■ **Directions for this task**
Output each line of the data below as a string in one JSON list, in order, and leave out any blank lines.

Stored records:
%%

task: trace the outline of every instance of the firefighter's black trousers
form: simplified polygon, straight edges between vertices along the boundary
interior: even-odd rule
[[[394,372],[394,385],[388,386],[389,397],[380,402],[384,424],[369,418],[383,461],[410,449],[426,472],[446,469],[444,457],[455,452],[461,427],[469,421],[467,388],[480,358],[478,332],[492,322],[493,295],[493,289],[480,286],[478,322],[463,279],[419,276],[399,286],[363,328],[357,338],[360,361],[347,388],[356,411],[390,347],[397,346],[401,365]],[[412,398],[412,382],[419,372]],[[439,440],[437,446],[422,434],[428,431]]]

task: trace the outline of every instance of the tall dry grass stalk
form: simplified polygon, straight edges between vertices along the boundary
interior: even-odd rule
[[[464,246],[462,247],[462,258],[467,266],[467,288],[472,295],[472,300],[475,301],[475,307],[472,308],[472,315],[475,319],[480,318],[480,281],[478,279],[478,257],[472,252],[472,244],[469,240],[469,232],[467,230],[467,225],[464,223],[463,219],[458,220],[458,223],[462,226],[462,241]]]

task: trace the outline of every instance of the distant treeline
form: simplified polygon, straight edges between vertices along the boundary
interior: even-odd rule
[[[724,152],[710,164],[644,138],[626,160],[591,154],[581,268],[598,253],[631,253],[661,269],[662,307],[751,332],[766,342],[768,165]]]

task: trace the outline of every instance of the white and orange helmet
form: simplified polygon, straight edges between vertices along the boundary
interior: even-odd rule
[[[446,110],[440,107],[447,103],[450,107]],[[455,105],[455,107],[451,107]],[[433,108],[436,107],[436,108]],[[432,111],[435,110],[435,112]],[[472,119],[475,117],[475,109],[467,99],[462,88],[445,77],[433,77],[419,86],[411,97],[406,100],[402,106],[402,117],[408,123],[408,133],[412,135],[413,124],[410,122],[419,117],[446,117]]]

%%

■ **Answer for the task**
[
  "task: trace the outline of every instance of the firefighter's black trousers",
  "form: simplified polygon, straight edges between vertices along the boundary",
  "interior: even-odd rule",
  "[[[394,372],[394,385],[388,386],[389,397],[380,402],[384,424],[369,418],[383,461],[410,449],[426,472],[446,469],[444,457],[455,452],[461,427],[469,421],[467,388],[480,358],[478,332],[492,322],[493,295],[493,289],[480,286],[478,322],[463,279],[419,276],[399,286],[363,328],[357,338],[360,361],[347,388],[356,411],[390,347],[397,346],[401,365]],[[412,398],[412,382],[419,372]],[[439,440],[437,446],[422,434],[428,431]]]",
  "task: trace the outline of every instance of the tall dry grass stalk",
  "form: simplified polygon, straight edges between vertices along the boundary",
  "interior: even-odd rule",
  "[[[464,246],[462,247],[462,258],[467,266],[467,288],[472,295],[472,300],[475,301],[475,307],[472,308],[472,315],[475,319],[480,318],[480,281],[478,279],[478,257],[472,252],[472,244],[469,240],[469,232],[467,230],[467,225],[464,223],[463,219],[458,220],[458,223],[462,226],[462,241]]]",
  "task: trace the outline of every instance of the distant treeline",
  "form: simplified polygon, straight edges between vertices along the boundary",
  "interior: even-odd rule",
  "[[[724,152],[710,164],[644,138],[626,160],[591,154],[581,268],[598,253],[631,253],[661,269],[662,307],[751,332],[766,342],[768,165]]]",
  "task: trace the outline of every instance of the white and orange helmet",
  "form: simplified polygon, straight edges between vertices along the boundary",
  "interior: even-odd rule",
  "[[[446,110],[440,107],[447,103],[450,107]],[[455,105],[455,107],[451,107]],[[433,108],[436,107],[436,108]],[[432,111],[435,110],[435,112]],[[472,119],[475,117],[475,109],[467,99],[462,88],[445,77],[433,77],[419,86],[411,97],[406,100],[402,106],[402,117],[408,123],[408,133],[412,135],[413,124],[410,122],[419,117],[446,117]]]"
]